[Stored records]
>>>

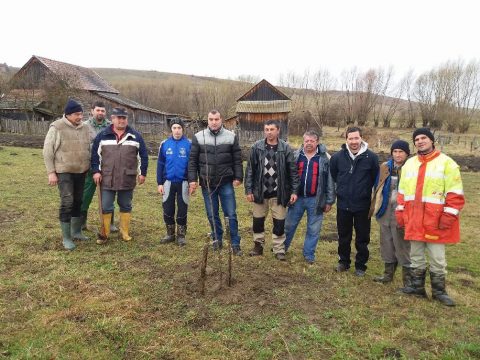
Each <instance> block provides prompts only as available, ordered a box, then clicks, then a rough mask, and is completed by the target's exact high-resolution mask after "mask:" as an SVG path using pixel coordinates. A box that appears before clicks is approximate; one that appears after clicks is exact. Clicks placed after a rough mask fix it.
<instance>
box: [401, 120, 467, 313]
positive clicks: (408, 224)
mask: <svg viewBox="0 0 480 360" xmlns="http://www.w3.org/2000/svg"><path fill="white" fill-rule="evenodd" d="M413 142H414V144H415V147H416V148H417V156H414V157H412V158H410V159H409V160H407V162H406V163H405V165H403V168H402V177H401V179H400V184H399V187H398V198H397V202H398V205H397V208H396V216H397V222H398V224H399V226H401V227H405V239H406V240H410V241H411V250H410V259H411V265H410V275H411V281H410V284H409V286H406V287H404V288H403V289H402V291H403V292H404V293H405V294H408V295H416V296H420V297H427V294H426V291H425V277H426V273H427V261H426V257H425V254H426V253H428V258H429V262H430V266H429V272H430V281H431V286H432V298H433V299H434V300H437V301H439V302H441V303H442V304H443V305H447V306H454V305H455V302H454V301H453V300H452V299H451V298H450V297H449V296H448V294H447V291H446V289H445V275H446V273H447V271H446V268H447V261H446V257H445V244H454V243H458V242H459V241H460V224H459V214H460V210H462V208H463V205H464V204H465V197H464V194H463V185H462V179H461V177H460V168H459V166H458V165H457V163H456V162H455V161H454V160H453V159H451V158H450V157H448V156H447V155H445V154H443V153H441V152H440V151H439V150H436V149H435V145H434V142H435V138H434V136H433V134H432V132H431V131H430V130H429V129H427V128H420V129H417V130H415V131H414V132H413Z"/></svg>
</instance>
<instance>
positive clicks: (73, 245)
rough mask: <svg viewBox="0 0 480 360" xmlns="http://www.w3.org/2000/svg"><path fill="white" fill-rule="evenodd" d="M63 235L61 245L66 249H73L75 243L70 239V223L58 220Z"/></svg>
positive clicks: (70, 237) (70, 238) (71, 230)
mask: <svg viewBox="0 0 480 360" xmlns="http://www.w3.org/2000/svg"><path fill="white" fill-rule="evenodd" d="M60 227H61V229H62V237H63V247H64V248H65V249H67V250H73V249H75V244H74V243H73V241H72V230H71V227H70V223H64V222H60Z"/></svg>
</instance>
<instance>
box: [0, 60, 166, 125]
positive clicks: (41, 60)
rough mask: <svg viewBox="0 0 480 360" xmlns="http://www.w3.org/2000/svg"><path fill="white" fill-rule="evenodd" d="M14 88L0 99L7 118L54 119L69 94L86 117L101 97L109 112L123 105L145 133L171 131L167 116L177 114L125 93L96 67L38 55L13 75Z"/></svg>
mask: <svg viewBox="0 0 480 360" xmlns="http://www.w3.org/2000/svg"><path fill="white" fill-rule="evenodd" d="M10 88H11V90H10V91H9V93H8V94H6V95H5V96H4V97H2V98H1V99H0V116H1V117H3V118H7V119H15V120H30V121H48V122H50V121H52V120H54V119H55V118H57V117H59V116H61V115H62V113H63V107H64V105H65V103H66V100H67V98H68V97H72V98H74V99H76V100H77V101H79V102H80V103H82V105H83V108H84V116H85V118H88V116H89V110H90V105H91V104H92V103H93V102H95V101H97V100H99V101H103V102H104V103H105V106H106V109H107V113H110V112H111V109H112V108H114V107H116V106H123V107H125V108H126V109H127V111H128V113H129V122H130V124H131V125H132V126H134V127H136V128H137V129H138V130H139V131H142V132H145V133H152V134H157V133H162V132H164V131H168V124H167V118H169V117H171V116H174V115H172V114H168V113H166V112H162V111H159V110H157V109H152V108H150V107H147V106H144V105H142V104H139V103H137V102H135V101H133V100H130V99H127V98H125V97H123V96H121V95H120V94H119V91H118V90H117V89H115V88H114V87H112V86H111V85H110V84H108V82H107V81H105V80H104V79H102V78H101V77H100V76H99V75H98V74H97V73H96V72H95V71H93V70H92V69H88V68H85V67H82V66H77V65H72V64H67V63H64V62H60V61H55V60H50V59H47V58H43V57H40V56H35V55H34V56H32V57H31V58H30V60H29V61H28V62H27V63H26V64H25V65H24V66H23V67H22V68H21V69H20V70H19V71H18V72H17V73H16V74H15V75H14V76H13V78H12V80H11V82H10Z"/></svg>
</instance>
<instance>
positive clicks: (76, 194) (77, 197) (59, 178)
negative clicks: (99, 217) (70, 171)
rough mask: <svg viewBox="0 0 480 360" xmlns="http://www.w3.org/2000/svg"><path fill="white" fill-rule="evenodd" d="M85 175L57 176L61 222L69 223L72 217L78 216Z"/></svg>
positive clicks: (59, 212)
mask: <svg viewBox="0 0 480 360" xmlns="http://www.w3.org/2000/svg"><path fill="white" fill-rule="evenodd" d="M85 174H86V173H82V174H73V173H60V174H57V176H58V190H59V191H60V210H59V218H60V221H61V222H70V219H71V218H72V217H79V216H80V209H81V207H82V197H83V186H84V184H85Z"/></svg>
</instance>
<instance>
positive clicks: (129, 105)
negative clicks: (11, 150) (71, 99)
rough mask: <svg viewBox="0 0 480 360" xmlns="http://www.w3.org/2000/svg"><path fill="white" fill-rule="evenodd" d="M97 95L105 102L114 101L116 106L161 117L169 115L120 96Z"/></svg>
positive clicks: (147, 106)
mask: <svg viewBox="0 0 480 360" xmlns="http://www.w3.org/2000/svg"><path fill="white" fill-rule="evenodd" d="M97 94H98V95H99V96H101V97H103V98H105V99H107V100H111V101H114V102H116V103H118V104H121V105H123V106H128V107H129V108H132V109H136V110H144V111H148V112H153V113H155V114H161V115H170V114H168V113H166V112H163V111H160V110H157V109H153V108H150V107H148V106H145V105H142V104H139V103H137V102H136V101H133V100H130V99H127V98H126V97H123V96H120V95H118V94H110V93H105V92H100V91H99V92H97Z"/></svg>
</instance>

<<<

* _Exercise_:
Transcribe each record exactly as it appears, but omit every picture.

* _Your solution_:
Each <instance> block provides prompts only as available, ordered a box, then clicks, then a rough mask, and is completed by the target's exact high-resolution mask after "mask:" as an SVG path using pixel coordinates. A box that appears before clicks is approximate; one that appears after clicks is exact. Clicks placed after a rough mask fix it.
<instance>
box: [401, 120, 467, 313]
positive clicks: (408, 224)
mask: <svg viewBox="0 0 480 360" xmlns="http://www.w3.org/2000/svg"><path fill="white" fill-rule="evenodd" d="M413 142H414V144H415V147H416V148H417V156H414V157H412V158H410V159H409V160H407V162H406V163H405V165H403V168H402V177H401V179H400V184H399V187H398V198H397V202H398V205H397V208H396V216H397V222H398V224H399V226H401V227H405V239H406V240H410V241H411V250H410V259H411V265H410V275H411V281H410V284H409V286H406V287H404V288H403V289H402V291H403V292H404V293H405V294H408V295H416V296H420V297H427V294H426V291H425V277H426V273H427V261H426V257H425V254H426V253H428V258H429V262H430V266H429V272H430V281H431V286H432V298H433V299H434V300H437V301H439V302H441V303H442V304H443V305H447V306H454V305H455V302H454V301H453V300H452V299H451V298H450V297H449V296H448V294H447V291H446V289H445V275H446V273H447V271H446V268H447V261H446V257H445V244H454V243H458V242H459V241H460V224H459V214H460V210H462V208H463V205H464V204H465V197H464V194H463V185H462V179H461V177H460V168H459V166H458V165H457V163H456V162H455V161H454V160H453V159H451V158H450V157H448V156H447V155H445V154H443V153H441V152H440V151H439V150H436V149H435V145H434V142H435V138H434V136H433V134H432V132H431V131H430V130H429V129H427V128H420V129H417V130H415V131H414V132H413Z"/></svg>
</instance>
<instance>
positive clicks: (73, 245)
rough mask: <svg viewBox="0 0 480 360" xmlns="http://www.w3.org/2000/svg"><path fill="white" fill-rule="evenodd" d="M63 235L61 245L66 249H73L75 243L70 239V223L58 220Z"/></svg>
positive clicks: (70, 237) (70, 238) (71, 230)
mask: <svg viewBox="0 0 480 360" xmlns="http://www.w3.org/2000/svg"><path fill="white" fill-rule="evenodd" d="M60 227H61V229H62V237H63V247H64V248H65V249H67V250H73V249H75V244H74V243H73V241H72V230H71V227H70V223H64V222H60Z"/></svg>
</instance>
<instance>
box: [0, 60, 166, 125]
positive clicks: (41, 60)
rough mask: <svg viewBox="0 0 480 360" xmlns="http://www.w3.org/2000/svg"><path fill="white" fill-rule="evenodd" d="M14 88L0 99L7 118L54 119L69 94L86 117L101 97L109 112L123 105L145 133L171 131L167 116L177 114L125 93L96 67L38 55L13 75Z"/></svg>
mask: <svg viewBox="0 0 480 360" xmlns="http://www.w3.org/2000/svg"><path fill="white" fill-rule="evenodd" d="M10 88H11V90H10V91H9V93H8V94H6V95H5V96H4V97H2V98H1V99H0V116H1V117H3V118H7V119H15V120H30V121H48V122H50V121H52V120H54V119H55V118H57V117H59V116H61V115H62V113H63V107H64V105H65V103H66V100H67V98H68V97H72V98H74V99H76V100H77V101H79V102H80V103H82V105H83V108H84V116H85V118H88V116H89V110H90V105H91V104H92V103H93V102H95V101H97V100H99V101H103V102H104V103H105V106H106V109H107V113H110V112H111V109H112V108H114V107H116V106H123V107H125V108H126V109H127V111H128V113H129V122H130V124H131V125H132V126H134V127H136V128H137V129H138V130H139V131H142V132H145V133H152V134H157V133H162V132H164V131H168V124H167V118H169V117H171V116H174V115H172V114H168V113H166V112H162V111H159V110H157V109H152V108H150V107H147V106H144V105H142V104H139V103H137V102H135V101H133V100H130V99H127V98H125V97H123V96H121V95H120V94H119V91H118V90H117V89H115V88H114V87H112V86H111V85H110V84H108V82H107V81H105V80H104V79H102V78H101V77H100V76H99V75H98V74H97V73H96V72H95V71H93V70H92V69H88V68H85V67H82V66H77V65H72V64H67V63H64V62H60V61H55V60H50V59H47V58H43V57H40V56H35V55H34V56H32V57H31V58H30V60H29V61H28V62H27V63H26V64H25V65H24V66H23V67H22V68H21V69H20V70H19V71H18V72H17V73H16V74H15V75H14V76H13V78H12V80H11V82H10Z"/></svg>
</instance>
<instance>
positive clicks: (76, 194) (77, 197) (59, 178)
negative clicks: (99, 217) (70, 171)
rough mask: <svg viewBox="0 0 480 360" xmlns="http://www.w3.org/2000/svg"><path fill="white" fill-rule="evenodd" d="M85 175L57 176L61 222L69 223L72 217L78 216Z"/></svg>
positive clicks: (59, 212)
mask: <svg viewBox="0 0 480 360" xmlns="http://www.w3.org/2000/svg"><path fill="white" fill-rule="evenodd" d="M85 174H86V173H82V174H73V173H60V174H57V176H58V190H59V191H60V210H59V218H60V221H61V222H70V219H71V218H72V217H79V216H80V209H81V207H82V197H83V186H84V184H85Z"/></svg>
</instance>
<instance>
positive clicks: (129, 105)
negative clicks: (11, 150) (71, 99)
rough mask: <svg viewBox="0 0 480 360" xmlns="http://www.w3.org/2000/svg"><path fill="white" fill-rule="evenodd" d="M97 95L105 102L114 101L116 106L161 117L169 115L120 96Z"/></svg>
positive clicks: (147, 106)
mask: <svg viewBox="0 0 480 360" xmlns="http://www.w3.org/2000/svg"><path fill="white" fill-rule="evenodd" d="M97 94H98V95H99V96H101V97H103V98H105V99H107V100H111V101H114V102H116V103H118V104H121V105H123V106H128V107H129V108H132V109H136V110H144V111H148V112H153V113H155V114H161V115H170V114H168V113H166V112H163V111H160V110H157V109H153V108H150V107H148V106H145V105H142V104H139V103H137V102H136V101H133V100H130V99H127V98H126V97H123V96H120V95H118V94H110V93H105V92H100V91H99V92H97Z"/></svg>
</instance>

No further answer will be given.